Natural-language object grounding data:
'''

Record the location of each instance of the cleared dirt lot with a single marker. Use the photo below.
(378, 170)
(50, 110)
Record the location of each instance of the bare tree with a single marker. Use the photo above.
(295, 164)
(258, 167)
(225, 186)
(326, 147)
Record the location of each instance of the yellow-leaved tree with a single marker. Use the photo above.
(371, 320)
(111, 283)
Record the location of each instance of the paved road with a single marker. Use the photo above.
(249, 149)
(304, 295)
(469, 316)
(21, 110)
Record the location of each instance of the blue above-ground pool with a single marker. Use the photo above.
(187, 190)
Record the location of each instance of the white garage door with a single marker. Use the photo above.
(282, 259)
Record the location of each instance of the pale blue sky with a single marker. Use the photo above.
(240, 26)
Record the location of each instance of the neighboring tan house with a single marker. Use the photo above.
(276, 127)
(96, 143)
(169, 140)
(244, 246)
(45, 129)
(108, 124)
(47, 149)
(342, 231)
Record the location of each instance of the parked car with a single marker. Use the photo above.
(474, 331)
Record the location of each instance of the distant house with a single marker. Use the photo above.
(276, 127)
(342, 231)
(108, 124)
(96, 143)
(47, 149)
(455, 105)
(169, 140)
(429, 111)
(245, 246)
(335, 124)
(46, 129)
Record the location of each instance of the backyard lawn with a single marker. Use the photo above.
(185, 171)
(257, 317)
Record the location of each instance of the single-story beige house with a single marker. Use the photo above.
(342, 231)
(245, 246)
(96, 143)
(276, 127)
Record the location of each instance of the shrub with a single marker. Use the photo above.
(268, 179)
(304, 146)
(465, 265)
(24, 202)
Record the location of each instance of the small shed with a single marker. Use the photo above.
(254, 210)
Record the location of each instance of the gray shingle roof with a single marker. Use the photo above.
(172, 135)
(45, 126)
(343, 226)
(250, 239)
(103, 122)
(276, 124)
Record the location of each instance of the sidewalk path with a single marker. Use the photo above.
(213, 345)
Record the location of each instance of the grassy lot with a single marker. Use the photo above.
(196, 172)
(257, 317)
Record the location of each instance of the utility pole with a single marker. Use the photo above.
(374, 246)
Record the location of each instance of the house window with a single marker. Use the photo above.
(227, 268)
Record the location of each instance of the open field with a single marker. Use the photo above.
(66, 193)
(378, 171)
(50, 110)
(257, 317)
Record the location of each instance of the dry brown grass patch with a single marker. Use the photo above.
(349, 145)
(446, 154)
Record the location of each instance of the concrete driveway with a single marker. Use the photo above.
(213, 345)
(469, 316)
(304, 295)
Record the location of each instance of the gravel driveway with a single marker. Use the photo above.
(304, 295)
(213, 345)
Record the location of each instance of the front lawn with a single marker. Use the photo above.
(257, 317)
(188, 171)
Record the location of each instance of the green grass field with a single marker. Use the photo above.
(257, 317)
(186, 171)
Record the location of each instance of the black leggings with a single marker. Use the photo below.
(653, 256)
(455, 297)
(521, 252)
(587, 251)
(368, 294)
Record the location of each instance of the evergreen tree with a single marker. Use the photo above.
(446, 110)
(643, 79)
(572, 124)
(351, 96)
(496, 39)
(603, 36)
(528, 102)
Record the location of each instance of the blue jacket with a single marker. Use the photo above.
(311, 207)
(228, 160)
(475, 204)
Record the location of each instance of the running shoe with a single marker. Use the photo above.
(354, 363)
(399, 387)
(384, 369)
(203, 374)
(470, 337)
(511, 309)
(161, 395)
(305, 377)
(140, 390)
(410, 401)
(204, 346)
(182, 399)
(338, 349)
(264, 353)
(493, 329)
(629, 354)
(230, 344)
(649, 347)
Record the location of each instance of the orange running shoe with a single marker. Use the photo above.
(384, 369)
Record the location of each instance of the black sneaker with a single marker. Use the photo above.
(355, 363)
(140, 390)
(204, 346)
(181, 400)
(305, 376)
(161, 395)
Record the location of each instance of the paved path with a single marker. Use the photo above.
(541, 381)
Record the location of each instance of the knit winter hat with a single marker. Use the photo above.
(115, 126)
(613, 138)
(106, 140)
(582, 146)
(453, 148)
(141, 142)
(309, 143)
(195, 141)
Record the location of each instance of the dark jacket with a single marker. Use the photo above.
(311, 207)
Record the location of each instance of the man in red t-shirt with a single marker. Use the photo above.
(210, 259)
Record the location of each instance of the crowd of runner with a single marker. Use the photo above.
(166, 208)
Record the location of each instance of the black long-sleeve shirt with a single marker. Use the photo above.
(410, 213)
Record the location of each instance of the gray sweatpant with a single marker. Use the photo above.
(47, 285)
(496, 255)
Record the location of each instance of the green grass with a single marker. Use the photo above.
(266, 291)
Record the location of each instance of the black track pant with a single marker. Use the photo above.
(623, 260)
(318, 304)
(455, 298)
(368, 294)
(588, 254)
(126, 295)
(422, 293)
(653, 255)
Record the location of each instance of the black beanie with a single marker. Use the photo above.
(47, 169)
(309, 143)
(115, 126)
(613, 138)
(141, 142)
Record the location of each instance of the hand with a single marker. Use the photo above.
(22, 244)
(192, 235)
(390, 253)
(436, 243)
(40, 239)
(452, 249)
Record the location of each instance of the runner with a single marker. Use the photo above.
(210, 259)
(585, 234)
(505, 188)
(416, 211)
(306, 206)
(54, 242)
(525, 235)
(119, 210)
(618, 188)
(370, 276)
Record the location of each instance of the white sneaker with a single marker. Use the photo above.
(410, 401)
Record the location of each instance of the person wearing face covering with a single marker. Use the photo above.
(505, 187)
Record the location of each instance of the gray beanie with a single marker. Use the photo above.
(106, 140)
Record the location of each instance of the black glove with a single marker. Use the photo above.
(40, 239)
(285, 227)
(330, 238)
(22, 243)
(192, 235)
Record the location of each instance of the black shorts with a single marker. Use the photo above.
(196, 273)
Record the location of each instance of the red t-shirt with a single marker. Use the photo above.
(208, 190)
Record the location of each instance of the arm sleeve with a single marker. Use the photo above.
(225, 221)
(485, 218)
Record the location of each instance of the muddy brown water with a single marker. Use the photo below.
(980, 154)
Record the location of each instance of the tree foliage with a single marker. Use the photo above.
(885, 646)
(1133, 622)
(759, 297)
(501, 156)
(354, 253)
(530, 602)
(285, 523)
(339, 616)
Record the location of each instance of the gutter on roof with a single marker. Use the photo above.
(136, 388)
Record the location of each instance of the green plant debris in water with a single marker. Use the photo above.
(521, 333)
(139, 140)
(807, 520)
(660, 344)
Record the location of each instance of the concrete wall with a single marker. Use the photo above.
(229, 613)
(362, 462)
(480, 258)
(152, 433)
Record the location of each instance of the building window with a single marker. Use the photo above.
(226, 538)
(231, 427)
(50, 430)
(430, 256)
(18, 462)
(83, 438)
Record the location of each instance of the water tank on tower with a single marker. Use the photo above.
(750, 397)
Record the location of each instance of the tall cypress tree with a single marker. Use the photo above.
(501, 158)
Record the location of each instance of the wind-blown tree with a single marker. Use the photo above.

'''

# [TASK OBJECTIVE]
Restate the records above word for word.

# [REPLY]
Record the location of each instance of the cleared dirt lot with a single marker. Use the photo below.
(378, 170)
(50, 110)
Record the location of each instance of the bare tree with a single marker. Use the photo above.
(295, 164)
(258, 167)
(225, 186)
(326, 147)
Record the location of each instance of the yellow-leaved tree with a single marker. Use the photo above.
(371, 320)
(111, 283)
Record the location of each instance of the paved road with a single marker. Use the photo above.
(249, 149)
(304, 295)
(469, 316)
(21, 110)
Record the location of each instance of the blue above-ground pool with a single marker. Use the photo above.
(187, 190)
Record the location of each instance of the white garage door with a single marker. Use the photo above.
(282, 259)
Record the location of each instance of the pale blue sky with a single marker. Use the photo above.
(240, 26)
Record the location of each instance of the neighboring tan house with a single marker. Use the photo above.
(276, 127)
(96, 143)
(169, 140)
(244, 246)
(45, 129)
(108, 124)
(47, 149)
(342, 231)
Record the location of each instance of the parked car with a single marker. Use the photo above.
(474, 331)
Record the location of each instance of the distant house with a single marker. Use the photo above.
(276, 127)
(342, 231)
(108, 124)
(96, 143)
(47, 149)
(455, 105)
(169, 140)
(429, 111)
(245, 246)
(335, 124)
(46, 129)
Record the location of each instance of the backyard lawn with a single marker. Use the photo above.
(185, 171)
(257, 317)
Record the location of each instance of the single-story beige house with a single marker. Use the photo above.
(342, 231)
(245, 246)
(96, 143)
(276, 127)
Record the location of each instance of the shrub with a single marker. Use the photo above.
(268, 179)
(304, 146)
(465, 265)
(24, 202)
Record the location of each instance of the small shed with a single marker. Use the photo above.
(254, 210)
Record the location of each instance of the gray shingle roof with a single marker. Use the photo above.
(172, 135)
(45, 126)
(343, 226)
(250, 239)
(103, 122)
(276, 124)
Record the location of each instance of the sidewalk path with a single marker. Use the photo above.
(213, 345)
Record the location of each instance of the grassy lot with a single marker. Use the photo above.
(196, 172)
(257, 317)
Record the location of each instance of the utility pole with a single marker. Use the photo above.
(374, 246)
Record the location of each instance of the house window with a single marker. Use the photo above.
(227, 268)
Record the location of each instance of the open field with a single marker. Use the photo above.
(66, 193)
(378, 171)
(50, 110)
(257, 317)
Record the location of each instance of the dry brown grass patch with a single marker. Use the photo above.
(349, 145)
(446, 154)
Record the location of each instance of the concrete driveway with a single marker. Use the photo above.
(213, 345)
(469, 316)
(304, 295)
Record the location of each instance of the gravel driveway with a single marker. Use the photo above.
(304, 295)
(213, 345)
Record the location of each instance of the front lawn with a single marker. Use the photo above.
(257, 317)
(188, 171)
Record the location of each instance of the green grass field with a single marker. Use the photo above.
(257, 317)
(186, 171)
Record the location of each instance of the black leggings with a single marker. Use the photo below.
(653, 256)
(455, 297)
(521, 252)
(587, 251)
(368, 294)
Record the location of each instance of the evergreen tree with a single marker. Use the photo above.
(446, 110)
(643, 79)
(572, 124)
(351, 96)
(496, 39)
(603, 36)
(528, 102)
Record the location of each instance of the blue jacket with a single marker. Use the photo above.
(311, 207)
(228, 160)
(475, 204)
Record the location of each instance of the running shoe with a single marker. Use the photo above.
(354, 363)
(399, 387)
(384, 369)
(203, 374)
(470, 337)
(511, 309)
(161, 395)
(305, 377)
(140, 390)
(410, 401)
(204, 346)
(182, 399)
(338, 349)
(264, 353)
(493, 329)
(629, 354)
(230, 344)
(649, 347)
Record the location of each instance of the orange running shoe with a single marker. Use the photo above.
(384, 369)
Record the location of each instance of the black sneaker with a single marker. Use the photo above.
(355, 363)
(140, 390)
(204, 346)
(181, 400)
(305, 376)
(161, 395)
Record the location of each instance of the paved path with a single marker. Use the photo above.
(541, 381)
Record the location of each instance of the knit winter hat with a single marker. Use the photo above.
(115, 126)
(613, 138)
(106, 140)
(582, 146)
(453, 148)
(141, 142)
(309, 143)
(195, 141)
Record the location of each instance of the dark jacket with a single marker. Use the photo above.
(311, 207)
Record the location of each instance of the man in red t-shirt with a single marker. Use the photo above.
(210, 259)
Record the location of each instance of the crowd of runner with a single marker. Use the photo above.
(166, 208)
Record the location of each instance of the black long-sleeve shirt with a single marker. Use the photo above.
(410, 213)
Record the location of each instance of the gray sweatpant with a single marker. Use the photo above.
(47, 285)
(496, 255)
Record the location of each instance of the green grass with a single marker. Use the photo above.
(266, 291)
Record the location of each instance of the black track pant with a single marker. Use the photo above.
(623, 260)
(318, 304)
(455, 298)
(368, 294)
(588, 254)
(126, 295)
(422, 293)
(653, 255)
Record the location of each instance of the black beanie with a single marker. Use the photo above.
(47, 169)
(309, 143)
(115, 126)
(613, 138)
(141, 142)
Record the location of each instance of the hand with a single marker. Use the photo above.
(22, 244)
(192, 235)
(390, 253)
(436, 243)
(40, 239)
(452, 249)
Record the location of each instance of the runner with a single marker. Use the photo above.
(210, 259)
(585, 234)
(505, 188)
(416, 211)
(306, 206)
(54, 242)
(525, 235)
(119, 210)
(618, 188)
(370, 276)
Record the location of each instance of the white sneaker with a single marker. Use the photo above.
(410, 401)
Record the location of each instance of the person wearing face covering with a single marker. Use the photo above.
(505, 187)
Record the location of each instance of the gray beanie with a single marker. Use the photo above.
(106, 140)
Record the location of each instance of the black glove with a single marker. Use the photo above.
(40, 239)
(285, 227)
(330, 238)
(22, 243)
(192, 235)
Record the location of each instance of the black shorts with a single marker. Use the photo above.
(196, 273)
Record the location of each instance of the red t-shirt with a single marker. Use the photo above.
(208, 190)
Record the location of each instance of the arm sleeve with a single marker. Use the photo above.
(225, 221)
(485, 218)
Record the location of each instance of the muddy brown water with a single marker. Use the photo below.
(980, 154)
Record the location of each instance of the tree foliage with a single marker. Use the photo above.
(885, 646)
(1133, 622)
(759, 297)
(501, 156)
(354, 253)
(530, 602)
(285, 523)
(339, 616)
Record the location of each instance of the gutter on roof with a single marker. Use the photo above.
(136, 388)
Record the location of each instance of the green plant debris in water with a single marker. Use the photo above.
(521, 333)
(139, 140)
(807, 520)
(660, 344)
Record the location of each instance of the concrete wall with a single marker. Use the photo above.
(229, 613)
(362, 462)
(480, 258)
(152, 433)
Record the location of each instance of the building window with a single marker. Use the photo above.
(226, 538)
(231, 427)
(50, 430)
(430, 256)
(18, 462)
(83, 438)
Record the location of each instance of the water tank on tower with a single marker. Use the photo above.
(750, 397)
Record the location of each instance of the tall cypress tree with a single marker. Use the photo above.
(501, 158)
Record the location of each instance of the wind-blown tree with a single marker. Use the photo above.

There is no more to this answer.